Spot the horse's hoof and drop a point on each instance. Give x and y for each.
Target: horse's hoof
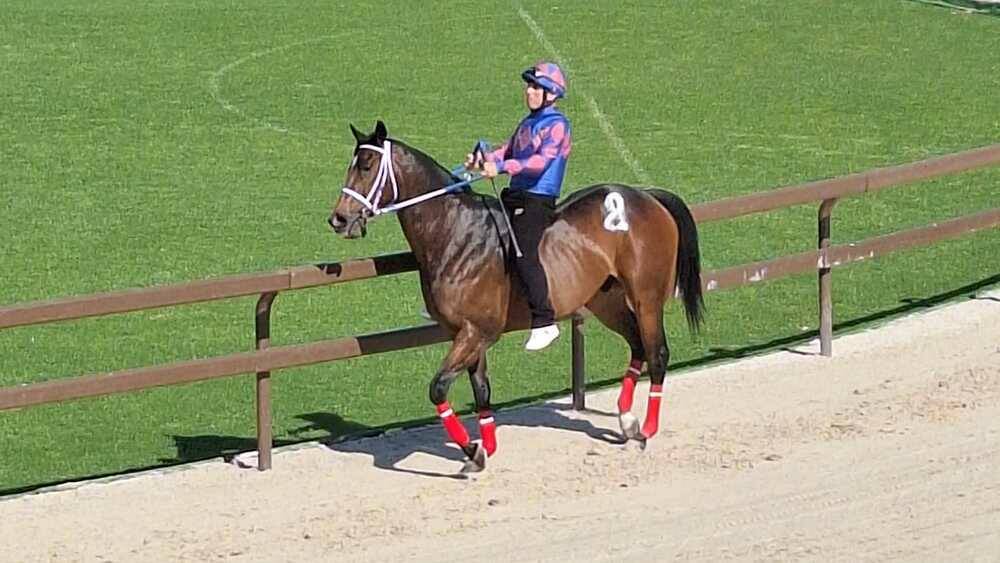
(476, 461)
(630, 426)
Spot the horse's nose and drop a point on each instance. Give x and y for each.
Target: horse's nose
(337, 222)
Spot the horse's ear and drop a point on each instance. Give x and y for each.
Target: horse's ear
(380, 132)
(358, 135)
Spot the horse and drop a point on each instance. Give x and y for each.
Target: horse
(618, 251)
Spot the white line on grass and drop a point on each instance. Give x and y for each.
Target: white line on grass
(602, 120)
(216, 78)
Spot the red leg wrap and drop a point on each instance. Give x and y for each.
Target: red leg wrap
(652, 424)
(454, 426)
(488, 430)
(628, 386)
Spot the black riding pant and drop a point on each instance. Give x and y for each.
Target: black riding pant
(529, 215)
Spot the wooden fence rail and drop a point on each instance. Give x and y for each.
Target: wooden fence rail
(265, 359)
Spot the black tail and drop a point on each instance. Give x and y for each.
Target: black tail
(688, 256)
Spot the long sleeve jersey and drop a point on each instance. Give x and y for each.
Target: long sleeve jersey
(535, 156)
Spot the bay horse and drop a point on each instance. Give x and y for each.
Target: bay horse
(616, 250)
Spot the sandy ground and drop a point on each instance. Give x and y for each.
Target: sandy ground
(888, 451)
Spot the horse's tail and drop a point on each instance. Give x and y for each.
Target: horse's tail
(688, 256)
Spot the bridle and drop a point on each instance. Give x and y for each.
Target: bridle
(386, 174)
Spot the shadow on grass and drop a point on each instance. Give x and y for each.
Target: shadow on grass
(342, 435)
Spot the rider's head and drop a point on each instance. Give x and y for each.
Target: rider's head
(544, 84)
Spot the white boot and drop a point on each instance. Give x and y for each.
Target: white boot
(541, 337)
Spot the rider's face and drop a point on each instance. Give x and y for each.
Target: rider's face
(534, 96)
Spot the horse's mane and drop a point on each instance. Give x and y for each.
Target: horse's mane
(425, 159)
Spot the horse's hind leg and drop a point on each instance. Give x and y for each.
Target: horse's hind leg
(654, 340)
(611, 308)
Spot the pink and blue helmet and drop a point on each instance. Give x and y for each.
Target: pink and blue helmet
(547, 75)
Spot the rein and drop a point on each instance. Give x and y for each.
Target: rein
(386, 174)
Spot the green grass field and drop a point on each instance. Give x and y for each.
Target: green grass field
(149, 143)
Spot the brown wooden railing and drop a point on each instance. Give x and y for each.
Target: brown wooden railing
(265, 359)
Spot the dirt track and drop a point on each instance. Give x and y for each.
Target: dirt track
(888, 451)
* * * * * * *
Aim of the task: What you return must match the entries above exactly, apart from the pictures, which are left out.

Response area:
Spot the horse's hoof and drop a point on each instance. Give x and y for each.
Target: horse's hoof
(476, 461)
(630, 426)
Spot the horse's nose and drop a point on each instance. Give x and y for each.
Target: horse's nose
(337, 222)
Spot the horse's ear and drop a point on each instance. Give x and y for each.
Target: horse's ear
(380, 132)
(358, 135)
Spot the horse and drop a point on each instance. Give x and y for each.
Target: horse
(618, 251)
Spot the white line on grass and drop a point on each instance. Give x and y for each.
Target: white line on grass
(602, 120)
(216, 78)
Spot the red leg wrap and drop a point on each instance. Give x and y for each.
Target: red leg wrap
(652, 424)
(454, 426)
(488, 430)
(628, 386)
Spot the black riding pant and drop a point on each instance. Give x and y for each.
Target: black riding pant
(529, 215)
Spot the wooden fence rail and drop a point on each instance. Give x and y for each.
Target: wooden fence rail
(265, 359)
Spot the black tail and drop a point on each instance. Give x and y for each.
Target: black tail
(688, 256)
Spot the long sleeve jersey and drop a point on each instance. Give x and y for each.
Target: long sleeve jersey
(535, 156)
Spot the bay horse and drop a point on each instance. Give x and y for each.
Target: bay horse
(616, 250)
Spot the sandy ground and drop a point on each instance. Give x and y for each.
Target: sandy ground
(888, 451)
Spot the horse's tail and drop a point on each instance. Give x and y for each.
Target: horse's tail
(688, 256)
Spot the bridle and drop a point on each instance. Give x and y for each.
Target: bridle
(386, 174)
Spot the shadow on grass and drop a point on each instance. Give x and y for each.
Target: shadow on grass
(342, 435)
Spot the rider's head and drop a point on each instance. Give x and y for each.
Target: rider's head
(544, 84)
Spot the white boot and drop a point on each instance. Give x and y for each.
Target: white boot
(541, 337)
Spot the rider's face and drop a point on each instance. Give x and y for each.
Target: rider's face
(534, 96)
Spot the horse's mane and drop a point on each instance. Give x and y for each.
Target: horse's mane
(425, 159)
Spot the horse's hind leg and drop a point on each instance. Give x and y for each.
Target: horse's hind leg
(654, 340)
(611, 308)
Spot the pink and blue helmet and drop a point on each instance. Give x and y for each.
Target: pink and blue helmet
(547, 75)
Spot the rein and drop a point on each instance. Give x and y for each.
Target: rein
(386, 174)
Spot the green grass field and drop a point on each instance. Give x and y for each.
Target: green grass field
(149, 143)
Spot the brown wooden railing and drop a point on each instance. Give x and y for each.
Target: brown wooden railing
(265, 359)
Spot the dirt track and drop a point on each instance. Give x and y for each.
Target: dirt track
(888, 451)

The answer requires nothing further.